Source excerpt >>
— start —
State ex rel. McManamon v. Blackford Circuit Court

Citation229 Ind. 3,95 N.E.2d 556
Decision Date07 December 1950
Docket NumberNo. 28717,28717
Parties. Supreme Court of Indiana. Concurring Opinion
CourtSupreme Court of Indiana

J. Emmett McManamon, Atty. Gen., Merl M. Wall, George W. Hand, Jr., Charles F. O'Connor, Deputy Attys. Gen., Alfred R. Hollander, Pros. Atty., 71st Judicial Circuit, Hartford City, for relators.

Max C. Peterson, Judge, Blackford Circuit Court, Hartford City, for respondents.

YOUNG, Chief Judge.

On August 31, 1943, Robert L. Furnish and Henry Glancey were charged by affidavit with the crime of larceny in the Blackford Circuit Court. On the same day, the defendant Furnish was convicted upon his plea of guilty and given a suspended sentence, the terms of which were violated by the defendant, which violation resulted in his sentence on June 9, 1944, for a term of one to ten years in the Indiana State Reformatory.

The defendant was released on parole from the reformatory on July 9, 1945, and was returned on June 21, 1949, as a result of another parole violation and, on April 27, 1950, the defendant filed a pleading in the Blackford Circuit Court entitled a 'Motion to Vacate Judgment.'

On May 19, 1950, the State of Indiana filed a demurrer to this motion on the ground that the Blackford Circuit Court had no jurisdiction to entertain this motion because more than five years had elapsed since the time of judgment and that, consequently, the defendant had lost his right to review of the judgment by writ of error coram nobis.

On July 26, 1950, the Blackford Circuit Court overruled the State's demurrer. On July 31, 1950, the State filed a motion to reconsider the ruling of the Blackford Circuit Court on said demurrer and, on August 5, 1950, the motion to reconsider was overruled and the State of Indiana was fuled to answer on or before September 1, 1950.
— end —
Work to complete >>
In the court case excerpt, on what date did the State of Indiana file its demurrer to the motion to vacate judgment?

Information supplied >>
— start —
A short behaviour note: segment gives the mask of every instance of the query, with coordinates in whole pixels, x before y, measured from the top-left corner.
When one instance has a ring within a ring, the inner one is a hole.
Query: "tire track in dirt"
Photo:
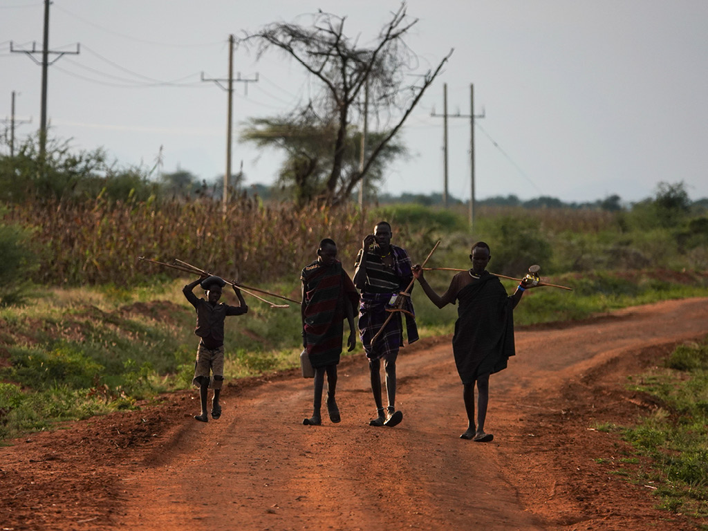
— end —
Written answer >>
May 19, 1950